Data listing
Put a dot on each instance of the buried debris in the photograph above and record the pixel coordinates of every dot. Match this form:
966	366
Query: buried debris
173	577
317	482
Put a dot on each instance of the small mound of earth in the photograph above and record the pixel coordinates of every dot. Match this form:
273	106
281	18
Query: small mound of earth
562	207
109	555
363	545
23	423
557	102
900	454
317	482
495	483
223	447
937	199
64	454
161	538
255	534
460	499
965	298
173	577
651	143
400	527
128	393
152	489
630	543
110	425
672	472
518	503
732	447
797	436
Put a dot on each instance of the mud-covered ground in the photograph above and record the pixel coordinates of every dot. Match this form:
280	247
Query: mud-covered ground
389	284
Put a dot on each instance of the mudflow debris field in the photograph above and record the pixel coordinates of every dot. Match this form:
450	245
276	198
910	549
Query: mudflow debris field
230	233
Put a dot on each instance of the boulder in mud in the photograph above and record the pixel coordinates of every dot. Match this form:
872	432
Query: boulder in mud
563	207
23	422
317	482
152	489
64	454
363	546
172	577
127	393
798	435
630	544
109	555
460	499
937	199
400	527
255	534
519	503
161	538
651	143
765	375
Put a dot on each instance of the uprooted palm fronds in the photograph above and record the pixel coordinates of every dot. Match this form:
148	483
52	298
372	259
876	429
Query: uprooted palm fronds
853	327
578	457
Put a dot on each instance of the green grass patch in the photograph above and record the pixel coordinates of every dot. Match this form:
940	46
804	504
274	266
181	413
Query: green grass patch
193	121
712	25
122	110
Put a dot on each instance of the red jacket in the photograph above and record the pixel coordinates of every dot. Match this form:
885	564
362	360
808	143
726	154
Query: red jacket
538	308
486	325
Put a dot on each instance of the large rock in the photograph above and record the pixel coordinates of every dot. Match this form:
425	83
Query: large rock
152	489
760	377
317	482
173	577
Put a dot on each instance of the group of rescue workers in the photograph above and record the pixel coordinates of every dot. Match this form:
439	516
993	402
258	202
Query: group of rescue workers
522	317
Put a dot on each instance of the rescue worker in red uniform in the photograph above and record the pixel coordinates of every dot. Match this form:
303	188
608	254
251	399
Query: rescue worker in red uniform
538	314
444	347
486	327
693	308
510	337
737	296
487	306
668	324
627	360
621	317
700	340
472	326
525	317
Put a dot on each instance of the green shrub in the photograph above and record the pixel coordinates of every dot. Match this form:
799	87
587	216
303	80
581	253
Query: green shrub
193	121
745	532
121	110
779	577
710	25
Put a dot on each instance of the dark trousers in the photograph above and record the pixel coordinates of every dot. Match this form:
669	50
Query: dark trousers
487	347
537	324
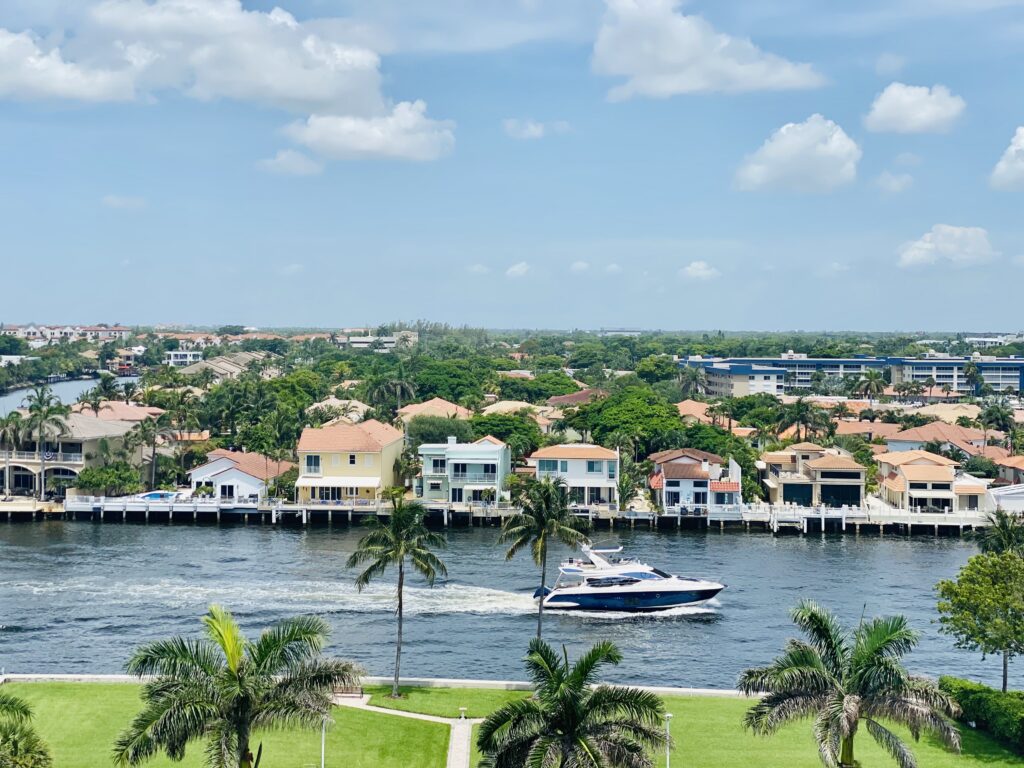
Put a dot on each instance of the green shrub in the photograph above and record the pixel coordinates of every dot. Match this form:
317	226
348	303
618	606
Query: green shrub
1000	715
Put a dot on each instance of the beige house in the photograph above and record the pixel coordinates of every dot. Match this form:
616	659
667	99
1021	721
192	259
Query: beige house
347	462
809	475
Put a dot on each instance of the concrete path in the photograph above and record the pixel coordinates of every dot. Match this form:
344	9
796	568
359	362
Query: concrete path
460	735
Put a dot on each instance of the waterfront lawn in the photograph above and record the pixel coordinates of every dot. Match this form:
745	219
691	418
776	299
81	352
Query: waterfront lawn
442	702
80	722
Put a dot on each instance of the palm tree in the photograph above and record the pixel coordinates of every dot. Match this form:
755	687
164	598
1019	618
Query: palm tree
1005	532
692	380
402	540
871	384
223	687
843	679
11	431
47	418
572	721
544	516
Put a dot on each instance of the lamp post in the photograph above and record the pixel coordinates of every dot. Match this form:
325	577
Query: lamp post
668	739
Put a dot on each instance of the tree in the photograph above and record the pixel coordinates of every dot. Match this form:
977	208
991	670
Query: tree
223	687
544	516
11	430
572	721
402	540
843	679
47	418
983	608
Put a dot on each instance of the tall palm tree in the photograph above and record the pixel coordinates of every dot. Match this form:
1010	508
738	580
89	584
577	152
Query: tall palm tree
544	517
11	430
870	384
223	687
47	418
402	541
572	721
843	679
1005	532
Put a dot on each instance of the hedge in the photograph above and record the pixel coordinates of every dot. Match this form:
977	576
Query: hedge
1000	715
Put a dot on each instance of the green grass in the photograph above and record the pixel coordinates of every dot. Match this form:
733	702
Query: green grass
80	722
442	701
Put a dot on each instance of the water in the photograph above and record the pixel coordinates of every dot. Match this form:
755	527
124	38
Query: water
68	391
77	597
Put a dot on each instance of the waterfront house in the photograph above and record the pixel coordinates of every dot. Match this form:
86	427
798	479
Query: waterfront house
237	474
922	481
809	475
463	472
347	462
591	472
688	478
434	407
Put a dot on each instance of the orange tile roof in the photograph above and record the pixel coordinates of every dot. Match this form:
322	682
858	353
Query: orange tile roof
367	436
574	451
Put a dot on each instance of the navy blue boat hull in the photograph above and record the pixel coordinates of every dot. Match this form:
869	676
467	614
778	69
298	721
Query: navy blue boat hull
631	602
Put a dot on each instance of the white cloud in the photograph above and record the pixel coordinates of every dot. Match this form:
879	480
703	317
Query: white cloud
914	109
662	52
813	156
893	183
291	163
889	64
518	269
1009	172
961	246
407	133
698	270
531	129
123	203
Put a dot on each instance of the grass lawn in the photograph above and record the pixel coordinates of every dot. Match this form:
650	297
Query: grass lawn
442	701
80	722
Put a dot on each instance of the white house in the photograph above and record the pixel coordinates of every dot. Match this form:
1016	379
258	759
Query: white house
591	472
237	474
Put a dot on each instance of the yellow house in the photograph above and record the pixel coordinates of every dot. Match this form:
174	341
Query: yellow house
347	462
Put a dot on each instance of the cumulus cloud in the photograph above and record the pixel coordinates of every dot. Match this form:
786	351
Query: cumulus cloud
531	129
216	49
699	270
960	246
893	183
291	163
1009	172
663	52
813	156
406	133
914	109
518	269
123	203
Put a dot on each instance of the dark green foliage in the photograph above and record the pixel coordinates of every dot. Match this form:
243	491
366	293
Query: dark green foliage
1000	715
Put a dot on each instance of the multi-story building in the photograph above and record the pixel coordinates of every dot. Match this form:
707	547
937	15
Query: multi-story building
810	475
591	472
347	462
463	472
687	478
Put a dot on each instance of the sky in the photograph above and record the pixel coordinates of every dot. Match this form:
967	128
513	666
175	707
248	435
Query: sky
737	165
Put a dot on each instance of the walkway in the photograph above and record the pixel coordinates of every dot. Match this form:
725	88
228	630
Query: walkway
460	737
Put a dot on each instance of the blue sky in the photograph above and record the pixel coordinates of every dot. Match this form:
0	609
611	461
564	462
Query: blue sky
743	164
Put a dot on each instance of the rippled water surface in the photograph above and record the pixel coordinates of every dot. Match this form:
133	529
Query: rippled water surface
78	596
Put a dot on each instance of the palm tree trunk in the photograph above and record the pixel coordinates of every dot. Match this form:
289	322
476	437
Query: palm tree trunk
544	579
397	647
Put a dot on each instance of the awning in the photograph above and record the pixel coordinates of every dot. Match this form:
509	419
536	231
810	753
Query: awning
338	482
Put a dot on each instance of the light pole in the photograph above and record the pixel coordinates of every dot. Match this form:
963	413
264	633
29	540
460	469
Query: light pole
668	739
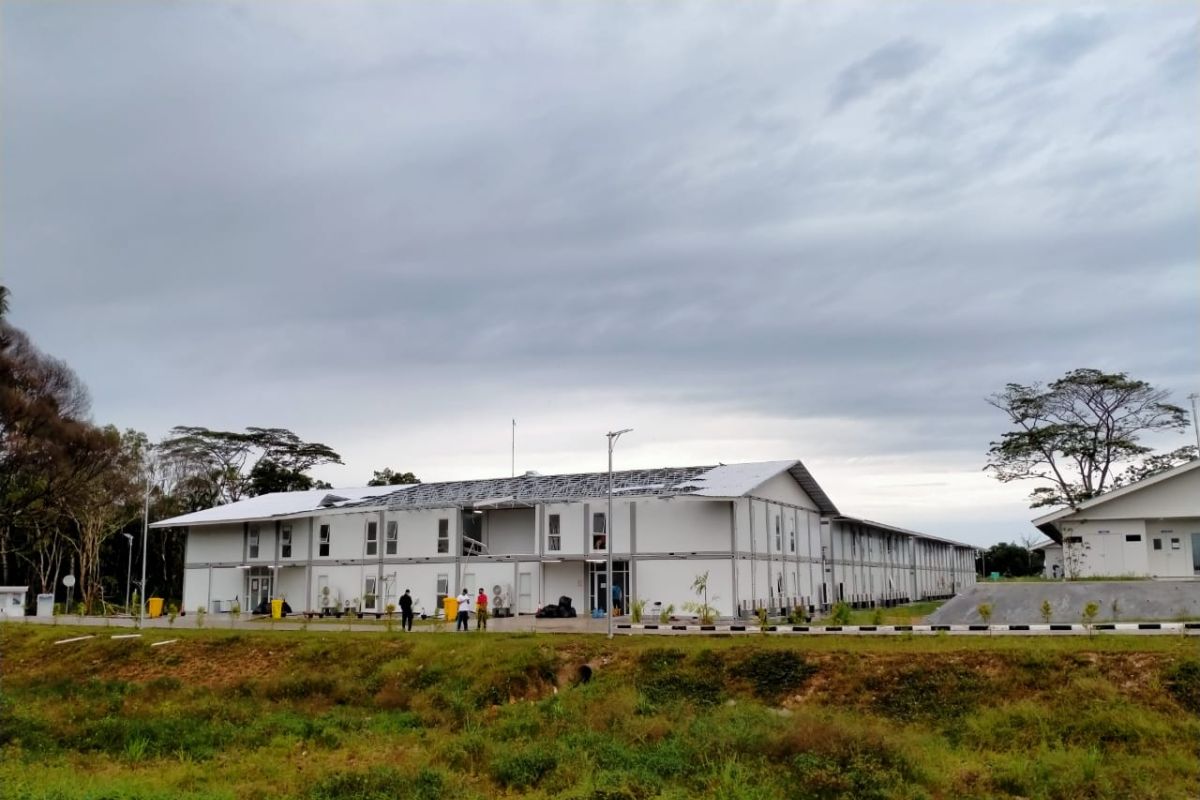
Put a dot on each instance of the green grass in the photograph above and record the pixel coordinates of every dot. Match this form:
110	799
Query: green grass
324	715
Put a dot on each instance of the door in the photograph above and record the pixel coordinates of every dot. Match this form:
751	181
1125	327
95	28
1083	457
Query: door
525	593
370	595
599	589
259	591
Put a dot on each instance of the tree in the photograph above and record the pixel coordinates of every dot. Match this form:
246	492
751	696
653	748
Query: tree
105	504
217	467
1077	432
388	477
1011	559
48	449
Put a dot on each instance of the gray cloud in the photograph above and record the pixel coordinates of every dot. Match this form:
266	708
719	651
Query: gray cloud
394	227
893	62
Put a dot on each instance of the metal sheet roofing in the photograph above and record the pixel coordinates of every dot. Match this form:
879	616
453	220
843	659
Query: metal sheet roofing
719	481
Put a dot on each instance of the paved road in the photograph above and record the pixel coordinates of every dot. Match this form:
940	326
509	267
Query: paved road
223	621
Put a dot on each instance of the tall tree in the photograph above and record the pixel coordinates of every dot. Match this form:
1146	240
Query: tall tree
387	476
103	505
217	467
1078	432
48	449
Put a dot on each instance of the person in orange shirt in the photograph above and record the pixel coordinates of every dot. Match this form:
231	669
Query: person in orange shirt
481	611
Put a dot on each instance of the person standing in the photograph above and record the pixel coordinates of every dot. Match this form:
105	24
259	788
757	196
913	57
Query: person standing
462	623
406	611
481	611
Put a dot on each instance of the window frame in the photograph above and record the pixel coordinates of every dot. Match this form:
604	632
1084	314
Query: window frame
444	535
391	537
371	546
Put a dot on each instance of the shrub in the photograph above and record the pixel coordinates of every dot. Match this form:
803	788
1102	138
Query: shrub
523	768
636	608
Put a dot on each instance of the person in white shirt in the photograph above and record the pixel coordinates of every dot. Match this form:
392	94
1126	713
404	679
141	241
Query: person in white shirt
461	623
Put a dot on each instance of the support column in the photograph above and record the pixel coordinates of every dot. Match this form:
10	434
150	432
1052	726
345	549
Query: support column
733	553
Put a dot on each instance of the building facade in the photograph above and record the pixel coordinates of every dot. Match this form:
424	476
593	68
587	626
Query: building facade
766	534
1146	529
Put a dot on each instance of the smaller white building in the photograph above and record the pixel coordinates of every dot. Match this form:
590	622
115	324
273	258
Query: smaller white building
12	601
1146	529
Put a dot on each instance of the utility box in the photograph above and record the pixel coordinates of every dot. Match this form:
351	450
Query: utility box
12	601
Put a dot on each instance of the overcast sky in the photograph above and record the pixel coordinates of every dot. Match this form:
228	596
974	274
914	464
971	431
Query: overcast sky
748	230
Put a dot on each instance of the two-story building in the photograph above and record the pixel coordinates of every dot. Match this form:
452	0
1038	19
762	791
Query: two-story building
765	533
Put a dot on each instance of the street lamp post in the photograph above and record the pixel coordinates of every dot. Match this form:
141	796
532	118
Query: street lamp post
129	570
607	524
1195	422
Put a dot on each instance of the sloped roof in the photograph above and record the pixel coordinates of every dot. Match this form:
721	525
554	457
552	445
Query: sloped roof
720	481
276	504
1047	523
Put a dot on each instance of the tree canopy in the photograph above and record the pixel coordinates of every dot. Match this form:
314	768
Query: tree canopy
1077	433
217	467
387	476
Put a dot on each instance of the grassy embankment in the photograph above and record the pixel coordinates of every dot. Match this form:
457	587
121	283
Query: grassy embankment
324	716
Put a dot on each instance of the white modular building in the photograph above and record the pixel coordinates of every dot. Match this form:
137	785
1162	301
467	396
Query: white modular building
765	533
1149	529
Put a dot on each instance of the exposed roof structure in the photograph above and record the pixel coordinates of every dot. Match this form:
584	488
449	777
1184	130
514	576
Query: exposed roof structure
276	504
720	481
1047	523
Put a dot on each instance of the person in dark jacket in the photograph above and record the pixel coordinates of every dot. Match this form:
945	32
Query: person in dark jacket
406	611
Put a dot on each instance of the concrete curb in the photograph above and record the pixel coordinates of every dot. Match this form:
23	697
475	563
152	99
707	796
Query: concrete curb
1177	629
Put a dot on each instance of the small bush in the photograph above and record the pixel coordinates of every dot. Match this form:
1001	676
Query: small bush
523	768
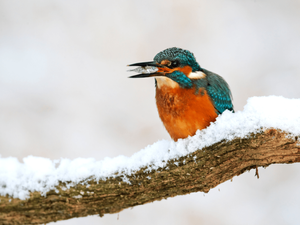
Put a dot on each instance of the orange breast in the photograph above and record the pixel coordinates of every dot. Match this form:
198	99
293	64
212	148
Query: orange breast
183	112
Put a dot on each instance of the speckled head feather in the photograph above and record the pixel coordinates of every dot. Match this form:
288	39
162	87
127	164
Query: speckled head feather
184	57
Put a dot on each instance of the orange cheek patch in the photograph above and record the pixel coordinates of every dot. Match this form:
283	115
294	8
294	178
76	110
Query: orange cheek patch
186	70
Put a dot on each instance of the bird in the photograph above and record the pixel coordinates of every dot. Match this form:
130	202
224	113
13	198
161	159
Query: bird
188	97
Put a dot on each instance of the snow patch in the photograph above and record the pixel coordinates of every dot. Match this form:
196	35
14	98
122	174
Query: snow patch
41	174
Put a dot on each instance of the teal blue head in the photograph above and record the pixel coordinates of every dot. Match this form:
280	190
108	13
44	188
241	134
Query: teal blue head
174	67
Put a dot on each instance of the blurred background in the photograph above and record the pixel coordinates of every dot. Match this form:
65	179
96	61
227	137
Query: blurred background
64	90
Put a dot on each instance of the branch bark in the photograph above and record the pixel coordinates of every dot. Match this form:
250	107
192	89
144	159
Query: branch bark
199	171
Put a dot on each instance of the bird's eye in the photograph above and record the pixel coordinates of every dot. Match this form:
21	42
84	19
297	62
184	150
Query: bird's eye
174	64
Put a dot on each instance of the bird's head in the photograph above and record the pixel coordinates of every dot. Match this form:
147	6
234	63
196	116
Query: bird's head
174	67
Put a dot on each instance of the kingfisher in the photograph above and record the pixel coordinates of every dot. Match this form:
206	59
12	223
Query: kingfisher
188	97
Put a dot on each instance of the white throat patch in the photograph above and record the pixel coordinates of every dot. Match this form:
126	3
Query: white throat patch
197	75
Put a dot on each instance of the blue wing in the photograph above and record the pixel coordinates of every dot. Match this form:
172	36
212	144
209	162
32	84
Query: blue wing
218	90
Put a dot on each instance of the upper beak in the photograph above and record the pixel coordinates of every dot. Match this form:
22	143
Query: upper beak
151	71
152	63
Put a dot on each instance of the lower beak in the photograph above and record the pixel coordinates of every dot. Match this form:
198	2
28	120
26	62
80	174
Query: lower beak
147	69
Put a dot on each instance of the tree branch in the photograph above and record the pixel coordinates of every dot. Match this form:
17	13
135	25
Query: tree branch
200	171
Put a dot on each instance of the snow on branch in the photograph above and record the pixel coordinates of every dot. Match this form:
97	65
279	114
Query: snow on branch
40	190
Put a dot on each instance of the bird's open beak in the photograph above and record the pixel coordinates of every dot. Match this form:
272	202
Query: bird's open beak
147	69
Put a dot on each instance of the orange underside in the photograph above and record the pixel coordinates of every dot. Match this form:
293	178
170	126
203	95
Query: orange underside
183	112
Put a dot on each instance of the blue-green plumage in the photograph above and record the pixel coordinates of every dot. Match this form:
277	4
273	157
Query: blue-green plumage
188	97
215	85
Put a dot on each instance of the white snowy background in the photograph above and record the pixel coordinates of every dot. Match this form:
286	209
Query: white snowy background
64	90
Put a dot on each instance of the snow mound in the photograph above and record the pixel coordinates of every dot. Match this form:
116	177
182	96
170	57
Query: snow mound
41	174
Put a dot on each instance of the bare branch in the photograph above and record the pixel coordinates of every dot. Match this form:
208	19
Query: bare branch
199	171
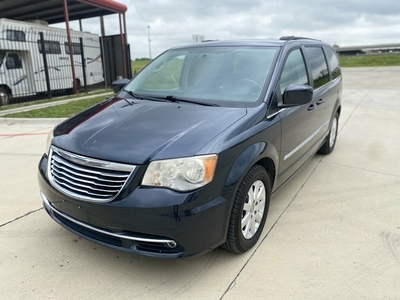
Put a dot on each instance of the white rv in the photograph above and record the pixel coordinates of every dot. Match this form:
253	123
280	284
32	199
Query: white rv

● WHAT YOU HAVE TO DO: Copy out the lines above, word for word, from the line with "Put a dot on each instance of the tree branch" through the last line. Leave the pictures out.

● PROBLEM SOLUTION:
Put a dot on each instance of the tree branch in the photograph above and record the pixel coordinates of every dot. Match this form:
17	13
135	25
Query: tree branch
200	171
Put a dot on each instance of the snow on branch in the photograph above and record the pixel coordinates of every dot. Match this form:
97	65
279	114
Query: snow on branch
40	190
Put a dot on each instance of the bird's open beak in the photograph above and record the pixel coordinates of every dot. Match this form:
272	202
Query: bird's open beak
147	69
Put a dot on each instance of the orange underside in the photograph above and record the pixel coordinates of every dot. Match this form:
293	178
170	126
203	95
Query: orange underside
183	112
Put a dot on each instance of the blue-green plumage in the photograph above and record the pixel coordinates of every dot. Match this form:
277	4
273	157
Query: blue-green plumage
188	97
215	85
Put a dot on each instance of the white snowy background in the photograph above and record the pixel coordinates of every dot. Match this form:
286	209
Query: white snowy background
64	90
Put a dot on each instance of the snow mound in the photograph above and record the pixel coordinates of every dot. Match this form:
116	177
182	96
170	57
Query: snow mound
41	174
Put a dot on each instance of the bare branch in the photograph above and record the pixel coordinates of every dot. Match this form:
208	19
Query: bare branch
199	171
Put a dot on each instance of the white rv in the photograph above and record the pixel coordinates of every dot. Match this form:
253	123
280	284
32	199
Query: white rv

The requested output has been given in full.